_Texto para leitura_:
>>>>>

As escolhas de Midas. E as nossas?


A vida é feita de escolhas: Certas ou incertas, felizes ou infelizes… E temos que arcar com ônus e bônus do nosso escolher, ou não. Midas, lendário rei da Frígia, afamou-se por duas infelizes escolhas. Vejamos:


Conta a mitologia grega, que Dionísio (Baco, para os romanos), Deus do vinho, dos ciclos vitais, das festas, da insânia, da inspiração, do delírio religioso/místico... Passeava pelos domínios de Midas, quando o sátiro Sileno, seu mestre e pai de criação desapareceu. Tendo “tomado todas” e mais algumas. “Trêbado”, o velho perdeu o caminho, sendo encontrado por camponeses e levado ao rei. Reconhecido por Midas, o ancião foi acolhido e muito bem tratado, sendo entregue alguns dias depois, são e salvo ao seu divino discípulo. Extremamente agradecido, Dionísio permitiu que Midas escolhesse uma recompensa. Fosse o que fosse, seu desejo seria atendido. E, apesar de já viver em plena abastança no seu rico castelo, junto com sua filha adorada. Midas queria sempre mais e muito mais. Assim, ele pediu o dom de transformar em ouro, tudo o que tocasse. Mesmo já adivinhando o infortúnio que adviria, Dionísio atendeu ao insensato pedido e Midas seguiu caminho, festejando seu poder: Fez um pequeno galho de carvalho transformar-se em ouro, uma pedra, um punhado de terra, uma maçã… Chegou em casa eufórico, transbordante de alegria, mandando servir um lauto banquete. Foi quando, estarrecido, constatou que nada conseguia comer ou beber: O pão, o vinho... Até sua filha num simples toque fez-se em ouro. Aflito com a verdadeira maldição em que se tornara sua infeliz escolha, suplicou a Dionísio que o salvasse daquele desastroso desiderato. Compassivo e benévolo o Deus mandou o infeliz lavar tudo o que tocou nas águas do rio Pactolo e tudo voltou ao normal, inclusive sua filha, a qual pôde abraçar sem risco de transmutá-la em ouro.

<<<<<

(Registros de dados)
>>>>>

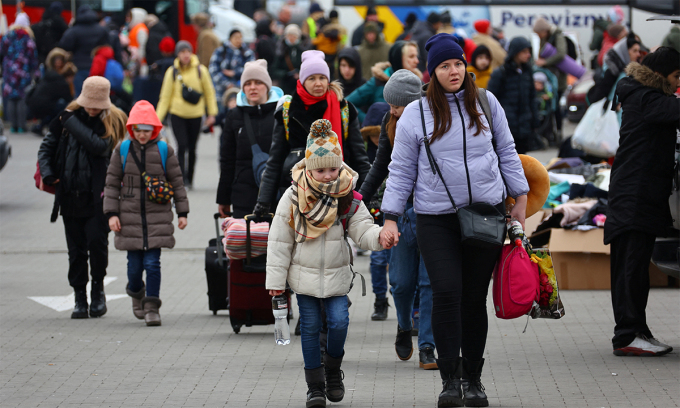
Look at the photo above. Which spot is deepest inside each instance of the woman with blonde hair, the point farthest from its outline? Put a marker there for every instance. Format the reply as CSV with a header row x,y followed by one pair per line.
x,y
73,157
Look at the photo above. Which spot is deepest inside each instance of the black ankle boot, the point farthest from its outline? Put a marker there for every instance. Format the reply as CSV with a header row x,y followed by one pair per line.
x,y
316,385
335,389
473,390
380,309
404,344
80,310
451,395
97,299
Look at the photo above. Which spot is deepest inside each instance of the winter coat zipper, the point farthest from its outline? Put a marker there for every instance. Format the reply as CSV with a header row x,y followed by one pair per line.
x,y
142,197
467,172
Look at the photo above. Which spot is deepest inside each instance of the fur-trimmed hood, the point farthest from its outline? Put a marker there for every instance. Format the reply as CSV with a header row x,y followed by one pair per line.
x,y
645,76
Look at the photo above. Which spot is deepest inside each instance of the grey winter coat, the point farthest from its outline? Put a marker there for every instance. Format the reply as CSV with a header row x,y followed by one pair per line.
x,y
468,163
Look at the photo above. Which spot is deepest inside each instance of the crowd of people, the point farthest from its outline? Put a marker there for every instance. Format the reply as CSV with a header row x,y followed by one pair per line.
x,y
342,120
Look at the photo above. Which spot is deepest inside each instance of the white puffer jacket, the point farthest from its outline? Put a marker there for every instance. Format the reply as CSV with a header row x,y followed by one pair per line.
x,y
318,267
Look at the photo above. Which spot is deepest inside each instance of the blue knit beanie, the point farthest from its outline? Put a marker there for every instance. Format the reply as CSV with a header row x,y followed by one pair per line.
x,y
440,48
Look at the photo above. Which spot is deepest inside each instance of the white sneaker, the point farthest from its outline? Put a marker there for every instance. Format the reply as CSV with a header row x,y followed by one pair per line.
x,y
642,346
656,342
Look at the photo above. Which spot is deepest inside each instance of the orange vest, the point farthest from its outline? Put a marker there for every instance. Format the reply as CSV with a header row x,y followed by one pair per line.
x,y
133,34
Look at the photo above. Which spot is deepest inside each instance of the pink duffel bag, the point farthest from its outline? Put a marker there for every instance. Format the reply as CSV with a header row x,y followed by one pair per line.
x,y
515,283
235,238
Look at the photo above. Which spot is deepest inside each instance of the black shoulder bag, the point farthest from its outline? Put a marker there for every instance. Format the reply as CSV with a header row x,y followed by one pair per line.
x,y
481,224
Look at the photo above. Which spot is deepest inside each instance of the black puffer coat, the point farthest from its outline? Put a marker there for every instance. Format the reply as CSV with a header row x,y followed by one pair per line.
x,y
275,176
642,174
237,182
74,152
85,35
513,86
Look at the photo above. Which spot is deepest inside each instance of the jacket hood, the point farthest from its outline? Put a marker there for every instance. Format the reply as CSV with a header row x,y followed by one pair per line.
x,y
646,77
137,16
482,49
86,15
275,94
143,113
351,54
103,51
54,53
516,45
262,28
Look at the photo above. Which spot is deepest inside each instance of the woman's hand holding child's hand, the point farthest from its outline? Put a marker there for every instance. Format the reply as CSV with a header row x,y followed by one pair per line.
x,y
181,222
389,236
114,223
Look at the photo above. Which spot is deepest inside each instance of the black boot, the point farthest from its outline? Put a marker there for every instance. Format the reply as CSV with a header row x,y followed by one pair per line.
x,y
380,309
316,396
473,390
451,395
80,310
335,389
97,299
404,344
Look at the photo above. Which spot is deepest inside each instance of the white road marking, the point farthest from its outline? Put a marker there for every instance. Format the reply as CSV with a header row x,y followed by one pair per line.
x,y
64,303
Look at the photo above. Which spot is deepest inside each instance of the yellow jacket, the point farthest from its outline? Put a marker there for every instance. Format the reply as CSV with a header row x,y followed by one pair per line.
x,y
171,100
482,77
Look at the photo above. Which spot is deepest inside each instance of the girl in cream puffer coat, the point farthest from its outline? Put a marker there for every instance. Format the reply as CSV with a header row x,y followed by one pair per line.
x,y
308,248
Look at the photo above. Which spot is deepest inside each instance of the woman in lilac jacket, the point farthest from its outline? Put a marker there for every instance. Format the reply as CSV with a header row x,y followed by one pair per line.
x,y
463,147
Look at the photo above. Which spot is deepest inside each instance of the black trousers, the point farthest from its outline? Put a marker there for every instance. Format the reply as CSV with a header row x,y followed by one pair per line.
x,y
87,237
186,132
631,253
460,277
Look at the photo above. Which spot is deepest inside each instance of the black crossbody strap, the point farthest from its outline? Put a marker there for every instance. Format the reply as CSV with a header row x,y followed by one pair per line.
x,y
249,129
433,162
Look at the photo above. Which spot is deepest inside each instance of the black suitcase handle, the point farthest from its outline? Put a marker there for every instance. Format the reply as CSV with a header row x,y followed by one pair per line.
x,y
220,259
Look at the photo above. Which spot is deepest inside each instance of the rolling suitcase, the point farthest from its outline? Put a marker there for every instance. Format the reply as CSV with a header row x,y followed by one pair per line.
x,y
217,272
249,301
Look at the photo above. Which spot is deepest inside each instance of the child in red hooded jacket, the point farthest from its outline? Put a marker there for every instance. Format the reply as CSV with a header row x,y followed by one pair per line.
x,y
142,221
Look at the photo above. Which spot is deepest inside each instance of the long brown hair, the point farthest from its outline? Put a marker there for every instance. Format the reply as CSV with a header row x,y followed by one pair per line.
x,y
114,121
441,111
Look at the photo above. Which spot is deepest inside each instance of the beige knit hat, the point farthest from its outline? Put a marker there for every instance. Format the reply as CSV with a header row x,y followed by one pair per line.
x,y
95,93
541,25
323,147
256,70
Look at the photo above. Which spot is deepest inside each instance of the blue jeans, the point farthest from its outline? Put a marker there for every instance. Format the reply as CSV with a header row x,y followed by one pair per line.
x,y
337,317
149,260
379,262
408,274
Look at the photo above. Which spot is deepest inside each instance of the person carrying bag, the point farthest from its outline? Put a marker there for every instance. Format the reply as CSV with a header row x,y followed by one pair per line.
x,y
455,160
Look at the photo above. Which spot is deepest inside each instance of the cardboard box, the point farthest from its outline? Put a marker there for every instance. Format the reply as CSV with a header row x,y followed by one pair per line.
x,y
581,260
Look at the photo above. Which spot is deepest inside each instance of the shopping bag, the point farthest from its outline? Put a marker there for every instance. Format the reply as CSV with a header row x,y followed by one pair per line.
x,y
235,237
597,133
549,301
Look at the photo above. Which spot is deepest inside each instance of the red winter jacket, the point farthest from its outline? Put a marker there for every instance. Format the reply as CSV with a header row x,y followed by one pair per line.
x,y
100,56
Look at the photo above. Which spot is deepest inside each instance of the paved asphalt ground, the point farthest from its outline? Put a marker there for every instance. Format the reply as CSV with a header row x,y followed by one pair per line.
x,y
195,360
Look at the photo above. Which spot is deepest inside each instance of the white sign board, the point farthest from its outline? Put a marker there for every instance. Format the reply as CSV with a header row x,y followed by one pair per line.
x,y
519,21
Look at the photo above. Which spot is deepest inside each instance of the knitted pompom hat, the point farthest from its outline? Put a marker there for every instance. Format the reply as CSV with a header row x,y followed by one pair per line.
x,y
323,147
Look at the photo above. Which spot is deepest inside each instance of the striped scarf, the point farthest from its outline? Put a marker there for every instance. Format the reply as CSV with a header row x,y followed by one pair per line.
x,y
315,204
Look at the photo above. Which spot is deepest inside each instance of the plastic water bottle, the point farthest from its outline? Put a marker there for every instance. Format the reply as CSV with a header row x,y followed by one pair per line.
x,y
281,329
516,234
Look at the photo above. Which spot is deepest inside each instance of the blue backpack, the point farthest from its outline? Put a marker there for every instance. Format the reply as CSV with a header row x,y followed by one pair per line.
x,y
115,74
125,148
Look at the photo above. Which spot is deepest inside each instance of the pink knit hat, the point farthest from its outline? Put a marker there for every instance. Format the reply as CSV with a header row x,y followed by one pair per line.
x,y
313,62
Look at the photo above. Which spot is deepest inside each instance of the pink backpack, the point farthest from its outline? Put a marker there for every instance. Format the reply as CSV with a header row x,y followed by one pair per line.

<<<<<

_Exercícios propostos_:
**a.** Indique se cada afirmação abaixo está de acordo com o texto sobre Midas, respondendo sim ou não e citando literalmente as palavras do texto que decidem a questão: (i) Sileno foi encontrado por camponeses e levado ao rei; (ii) Dionísio não previa o infortúnio que o pedido de Midas traria; (iii) para desfazer o dom, Midas devia lavar o que havia tocado nas águas do rio Pactolo.
**b.** Retome o texto sobre as escolhas de Midas a partir da última frase e continue a narrativa.

_Respostas_:
**a.**
(i) Sim: "sendo encontrado por camponeses e levado ao rei".
(ii) Não: "Mesmo já adivinhando o infortúnio que adviria".
(iii) Sim: "mandou o infeliz lavar tudo o que tocou nas águas do rio Pactolo".

**b.**
Depois dessa, será que Midas aprendeu a escolher melhor? Será? Que nada...


Aparentemente, mas só aparentemente. Midas ajuizou-se com o revertério do seu toque de ouro. Retirou-se para a floresta renunciando ao fausto e todo luxo, adotando a humildade e a modéstia, entregando-se a uma vida rústica e simples, nas campinas, passeando só ou com seu amigo Pã, Deus dos pastores e das florestas. Parecido com Sileno e demais Sátiros, era feio de doer, horripilante mesmo, de dar, pânico!


Pã vivia a perseguir as ninfas, tentando, digamos, se dar bem. Diz-se que Siringe, uma jovem ninfa, preferiu morrer, atirando-se ao rio, para não ceder ao mal ajambrado, transformando-se em cana na ribeira. Pã, pegou o caule ainda trêmulo e criou a afamada “flauta de Pã”, tocada até os nossos dias, que inspirou Debussy a compor uma peça para flauta transversa: Syrinx, homenageando a infeliz ninfa.


Certo dia, intentando seduzir algumas ninfas, Pã tocava sua flauta. Perdendo a noção e qualquer medida, passou a “se achar”, desafiando o talento musical de Apolo. Estabelecido o concurso, a disputa entre a lira de Apolo e a flauta de Pã, Tmolus, uma divindade da montanha, é convocado para juiz. Sons rústicos e primitivos sopram da flauta de Pã,, à feição do tocador, como taquaras ao vento. Paradoxalmente, a lira de Apolo, dá um espetáculo de sofisticada harmonia; delicada, civilizada, contrapondo a rusticidade daquela flauta. Embevecido o público escolhe Apolo. Apenas Midas destoa em favor de seu Amigo e sem o menor senso, arrota sua preferência pelo som gutural da flauta em detrimento da sonoridade maviosa da lira.


Por mais essa escolha infeliz, Midas foi castigado. Apolo não aceita que orelhas tão grosseiras tenham forma humana. ele as estica e enche de pelos, tornando-as orelhas de burro. Envergonhado, Midas faz de tudo para esconder os orelhões que denunciam sua estupidez e falta de senso musical. Impedido de esconder aquela aberração do seu barbeiro, vai logo ameaçando o infeliz de morte, caso conte a alguém da sua desgraça.


O pobre barbeiro até tenta manter o segredo. Mas, a língua coça. Então, ele resolve fazer um buraco num terreno distante, onde grita para a terra a “fofoca” trágica, tapando logo em seguida o buraco. Porém, na primavera, juncos crescem daquele lugar. E quando o vento passa, um coro ecoa: O rei Midas tem orelhas de burro, orelhas de burro, de burro...


Pois é… Saber escolher é fundamental, faz toda diferença. Escolher bem o que falar, oque calar e o que ouvir. A escolha do que fazer, do com o que, do com quem...


Felizes escolhas!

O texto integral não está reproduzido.